**Instruction**
Rewrite every line of the listing below, replacing each occurrence of "clicks" with "points" and leaving everything else unchanged.

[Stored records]
= = = =

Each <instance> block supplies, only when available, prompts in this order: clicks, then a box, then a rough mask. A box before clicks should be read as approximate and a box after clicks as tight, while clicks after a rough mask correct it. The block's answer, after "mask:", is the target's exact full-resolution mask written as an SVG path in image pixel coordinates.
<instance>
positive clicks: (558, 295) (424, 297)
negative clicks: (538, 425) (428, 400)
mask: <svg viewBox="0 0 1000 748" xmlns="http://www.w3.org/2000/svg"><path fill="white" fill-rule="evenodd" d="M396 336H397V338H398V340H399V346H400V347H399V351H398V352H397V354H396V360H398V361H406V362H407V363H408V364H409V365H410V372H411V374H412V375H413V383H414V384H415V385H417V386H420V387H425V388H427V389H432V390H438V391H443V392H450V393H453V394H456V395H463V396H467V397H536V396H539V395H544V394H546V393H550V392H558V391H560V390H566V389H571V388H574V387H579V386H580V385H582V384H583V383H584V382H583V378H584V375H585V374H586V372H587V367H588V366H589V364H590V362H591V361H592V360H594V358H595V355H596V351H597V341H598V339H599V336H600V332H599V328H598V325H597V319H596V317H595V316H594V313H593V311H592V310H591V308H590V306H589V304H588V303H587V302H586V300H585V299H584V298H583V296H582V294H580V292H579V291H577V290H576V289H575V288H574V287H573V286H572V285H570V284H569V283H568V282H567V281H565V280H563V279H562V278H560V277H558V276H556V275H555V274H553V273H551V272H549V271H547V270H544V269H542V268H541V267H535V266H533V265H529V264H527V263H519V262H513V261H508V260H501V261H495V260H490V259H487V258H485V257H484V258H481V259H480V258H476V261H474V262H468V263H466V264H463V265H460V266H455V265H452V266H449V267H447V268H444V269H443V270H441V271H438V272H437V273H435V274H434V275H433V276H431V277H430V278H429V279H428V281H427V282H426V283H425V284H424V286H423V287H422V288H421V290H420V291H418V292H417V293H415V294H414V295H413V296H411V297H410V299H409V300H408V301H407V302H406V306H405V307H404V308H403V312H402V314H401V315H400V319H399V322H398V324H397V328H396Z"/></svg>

= = = =

**Response area**
Each <instance> block supplies, only when available, prompts in this order: points, then a box, then a rough mask. A box before points should be read as approximate and a box after points as tight, while points after a rough mask correct it. The block's answer, after "mask:", is the target's exact full-resolution mask written as an SVG path in image pixel coordinates.
<instance>
positive points: (558, 295) (424, 297)
negative points: (538, 425) (428, 400)
mask: <svg viewBox="0 0 1000 748" xmlns="http://www.w3.org/2000/svg"><path fill="white" fill-rule="evenodd" d="M396 336H397V338H398V340H399V346H400V347H399V351H398V352H397V354H396V360H398V361H406V362H407V363H408V364H409V365H410V372H411V374H412V375H413V383H414V384H415V385H417V386H420V387H425V388H427V389H432V390H438V391H443V392H450V393H453V394H456V395H463V396H467V397H536V396H539V395H544V394H546V393H550V392H558V391H560V390H566V389H571V388H574V387H579V386H580V385H582V384H583V383H584V382H583V378H584V375H585V374H586V372H587V367H588V366H589V364H590V362H591V361H592V360H594V358H595V355H596V351H597V341H598V339H599V336H600V332H599V328H598V325H597V319H596V317H595V316H594V313H593V311H592V310H591V308H590V306H589V304H588V303H587V302H586V300H585V299H584V298H583V296H582V294H580V292H579V291H577V290H576V289H575V288H574V287H573V286H572V285H570V284H569V283H568V282H567V281H565V280H563V279H562V278H560V277H558V276H556V275H555V274H553V273H551V272H549V271H547V270H544V269H542V268H541V267H535V266H533V265H529V264H527V263H519V262H513V261H508V260H501V261H495V260H490V259H487V258H485V257H484V258H481V259H480V258H476V261H474V262H468V263H466V264H463V265H460V266H455V265H452V266H449V267H447V268H444V269H443V270H441V271H438V272H437V273H435V274H434V275H433V276H431V277H430V278H429V279H428V281H427V282H426V283H425V284H424V286H423V287H422V288H421V290H420V291H418V292H417V293H415V294H414V295H413V296H411V297H410V299H409V300H408V301H407V302H406V306H405V307H404V308H403V312H402V314H401V315H400V319H399V322H398V324H397V328H396Z"/></svg>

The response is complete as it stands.